[Written task] Your task is to copy the material exactly.

::: Provided records

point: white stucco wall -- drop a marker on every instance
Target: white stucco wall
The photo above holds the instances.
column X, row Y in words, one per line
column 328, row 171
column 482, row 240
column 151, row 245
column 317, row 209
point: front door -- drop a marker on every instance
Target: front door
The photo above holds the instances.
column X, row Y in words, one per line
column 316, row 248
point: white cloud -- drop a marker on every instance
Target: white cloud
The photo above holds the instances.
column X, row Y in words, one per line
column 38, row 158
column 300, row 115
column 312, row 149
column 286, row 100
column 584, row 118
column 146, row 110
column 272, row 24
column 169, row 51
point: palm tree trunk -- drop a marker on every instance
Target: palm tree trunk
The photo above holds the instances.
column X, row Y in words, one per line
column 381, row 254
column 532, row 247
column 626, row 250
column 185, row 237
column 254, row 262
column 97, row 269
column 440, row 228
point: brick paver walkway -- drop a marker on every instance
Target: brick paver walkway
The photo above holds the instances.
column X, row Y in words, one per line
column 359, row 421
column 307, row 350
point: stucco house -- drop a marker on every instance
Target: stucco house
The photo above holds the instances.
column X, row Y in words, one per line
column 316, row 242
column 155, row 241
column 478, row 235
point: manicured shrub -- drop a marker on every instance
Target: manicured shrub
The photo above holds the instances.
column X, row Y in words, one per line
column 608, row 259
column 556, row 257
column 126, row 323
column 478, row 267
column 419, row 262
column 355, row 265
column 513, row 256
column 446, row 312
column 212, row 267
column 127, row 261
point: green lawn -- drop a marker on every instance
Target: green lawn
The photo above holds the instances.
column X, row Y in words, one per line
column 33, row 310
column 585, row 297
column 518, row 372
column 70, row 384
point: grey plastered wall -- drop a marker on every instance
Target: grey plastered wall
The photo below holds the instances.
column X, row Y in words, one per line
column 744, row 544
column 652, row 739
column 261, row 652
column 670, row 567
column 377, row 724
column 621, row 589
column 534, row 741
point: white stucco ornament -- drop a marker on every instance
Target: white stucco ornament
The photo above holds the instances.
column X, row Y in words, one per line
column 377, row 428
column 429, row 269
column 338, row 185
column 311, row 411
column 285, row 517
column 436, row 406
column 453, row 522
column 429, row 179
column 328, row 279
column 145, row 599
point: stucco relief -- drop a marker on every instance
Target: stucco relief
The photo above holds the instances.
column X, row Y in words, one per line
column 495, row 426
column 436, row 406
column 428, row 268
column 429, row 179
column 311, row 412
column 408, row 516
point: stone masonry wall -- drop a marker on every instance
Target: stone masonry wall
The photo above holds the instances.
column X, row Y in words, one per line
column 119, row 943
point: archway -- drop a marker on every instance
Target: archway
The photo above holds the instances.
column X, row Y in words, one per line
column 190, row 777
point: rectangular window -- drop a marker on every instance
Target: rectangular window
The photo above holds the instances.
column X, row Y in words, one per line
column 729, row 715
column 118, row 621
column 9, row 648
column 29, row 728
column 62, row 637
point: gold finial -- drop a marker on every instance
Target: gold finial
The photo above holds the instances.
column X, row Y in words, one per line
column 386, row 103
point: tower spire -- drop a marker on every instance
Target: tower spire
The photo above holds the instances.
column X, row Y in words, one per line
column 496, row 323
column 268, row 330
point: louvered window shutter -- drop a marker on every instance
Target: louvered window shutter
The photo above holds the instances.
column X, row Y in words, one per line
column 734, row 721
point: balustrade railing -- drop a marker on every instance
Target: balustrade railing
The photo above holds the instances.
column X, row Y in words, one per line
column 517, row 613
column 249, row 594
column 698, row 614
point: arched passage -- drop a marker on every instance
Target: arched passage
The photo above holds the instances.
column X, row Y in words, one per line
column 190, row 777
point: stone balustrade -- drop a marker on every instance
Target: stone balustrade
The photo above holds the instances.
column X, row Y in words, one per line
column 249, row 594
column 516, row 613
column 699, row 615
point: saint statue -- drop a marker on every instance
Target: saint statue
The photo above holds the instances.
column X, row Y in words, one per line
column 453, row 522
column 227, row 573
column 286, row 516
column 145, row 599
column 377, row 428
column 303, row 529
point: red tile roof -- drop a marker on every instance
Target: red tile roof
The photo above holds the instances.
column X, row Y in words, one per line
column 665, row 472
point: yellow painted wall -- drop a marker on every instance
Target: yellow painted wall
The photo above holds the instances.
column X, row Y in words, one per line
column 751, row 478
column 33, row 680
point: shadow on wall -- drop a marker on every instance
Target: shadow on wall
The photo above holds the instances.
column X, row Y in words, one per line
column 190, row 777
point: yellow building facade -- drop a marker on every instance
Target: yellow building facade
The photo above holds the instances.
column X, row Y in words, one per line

::::::

[Task response]
point: white stucco wall -- drop a marker on every instance
Target: white stucco wall
The photo above holds the instances.
column X, row Y in words, one per line
column 328, row 171
column 482, row 240
column 151, row 245
column 317, row 209
point: front door -- drop a marker on every instance
Target: front door
The photo above holds the instances.
column X, row Y in words, one per line
column 316, row 248
point: white cloud -- drop a marker on every instance
Target: white cloud
The photo above holds the instances.
column X, row Y in words, one per line
column 38, row 158
column 300, row 115
column 312, row 149
column 286, row 100
column 584, row 118
column 146, row 110
column 272, row 24
column 169, row 51
point: palm tree trunk -- drop a marker on every instance
Target: palm tree trunk
The photo above holds the instances.
column X, row Y in words, one per line
column 381, row 254
column 532, row 247
column 626, row 250
column 185, row 237
column 254, row 262
column 97, row 269
column 440, row 228
point: brick paver walkway -- drop a marker on every instance
Target: brick paver walkway
The photo above holds the instances.
column X, row Y in words, one per line
column 359, row 421
column 307, row 350
point: stucco house -- drop a marker on every instance
Target: stucco house
The photo above holds the instances.
column X, row Y in words, one per line
column 316, row 242
column 155, row 241
column 478, row 235
point: manicured shrub -- drop a marker on every instance
Target: manicured shrub
The photo above holds the instances.
column X, row Y in words, one per line
column 608, row 259
column 556, row 257
column 126, row 323
column 478, row 267
column 419, row 262
column 355, row 265
column 513, row 256
column 446, row 312
column 212, row 267
column 127, row 261
point: green lawn -- drop a marker on every instance
Target: green lawn
The photo above holds the instances.
column X, row Y in words, one per line
column 33, row 310
column 585, row 297
column 518, row 372
column 70, row 384
point: grey plastered wall -- drop a marker on every instance
Target: grey plastered wall
The photo below holds the instances.
column X, row Y in words, one per line
column 744, row 544
column 652, row 739
column 261, row 652
column 670, row 567
column 377, row 724
column 621, row 589
column 534, row 741
point: white stucco ornament -- drop a marker on every instance
Target: white stucco ornament
The photo above holds the instances.
column X, row Y in words, one per line
column 377, row 428
column 429, row 269
column 338, row 185
column 311, row 411
column 285, row 517
column 436, row 406
column 453, row 522
column 429, row 179
column 328, row 279
column 145, row 599
point: stucco relief -- drop a marker on every instance
Target: stucco relief
The photo above holds the instances.
column X, row Y in words, one per line
column 495, row 426
column 436, row 406
column 428, row 268
column 429, row 179
column 311, row 412
column 408, row 516
point: stone masonry wall -- drop a marker on every instance
Target: stone masonry wall
The photo above holds the instances.
column X, row Y in words, one per line
column 119, row 943
point: archway -- drop a marker on every instance
Target: archway
The photo above holds the instances.
column X, row Y in words, one per line
column 190, row 777
point: rectangular window -- drop a marker on every instance
Target: rectangular window
The photo above holds the instances.
column X, row Y in words, one per line
column 729, row 715
column 118, row 621
column 9, row 648
column 29, row 728
column 62, row 637
point: gold finial -- drop a marker on every instance
Target: gold finial
The photo above holds the instances.
column X, row Y in words, one per line
column 386, row 103
point: tower spire -- drop a marker on every instance
Target: tower spire
The photo above holds the instances.
column X, row Y in words, one per line
column 496, row 323
column 268, row 330
point: louvered window shutter -- drop a marker on every instance
Target: louvered window shutter
The photo above holds the instances.
column X, row Y in words, one per line
column 734, row 721
point: balustrade railing -- drop a marker on every instance
Target: balustrade railing
The photo above holds the instances.
column X, row Y in words, one per line
column 517, row 613
column 249, row 594
column 698, row 614
point: arched passage -- drop a marker on every instance
Target: arched passage
The photo above holds the instances.
column X, row Y in words, one per line
column 190, row 777
point: stone balustrade -- drop a marker on every instance
Target: stone balustrade
The photo above holds the instances.
column X, row Y in words, one per line
column 249, row 594
column 516, row 613
column 699, row 615
point: saint statue -- drop a marker on every instance
Target: saint statue
The photo above holds the instances.
column X, row Y in words, one per line
column 453, row 522
column 227, row 573
column 286, row 516
column 145, row 599
column 377, row 428
column 303, row 529
point: red tile roof -- drop a marker on every instance
Target: red tile roof
The photo above holds the instances.
column X, row Y in words, one per line
column 665, row 472
point: yellow painted wall -- drop a marker on every instance
Target: yellow painted wall
The photo above holds the instances.
column X, row Y in words, one per line
column 751, row 478
column 33, row 680
point: shadow on wall -- drop a marker on every instance
Target: shadow on wall
The photo above holds the instances.
column X, row Y in words, one per line
column 190, row 777
point: yellow building facade -- drop a marker on every instance
Target: yellow building facade
The photo above holds the instances.
column X, row Y in words, one per line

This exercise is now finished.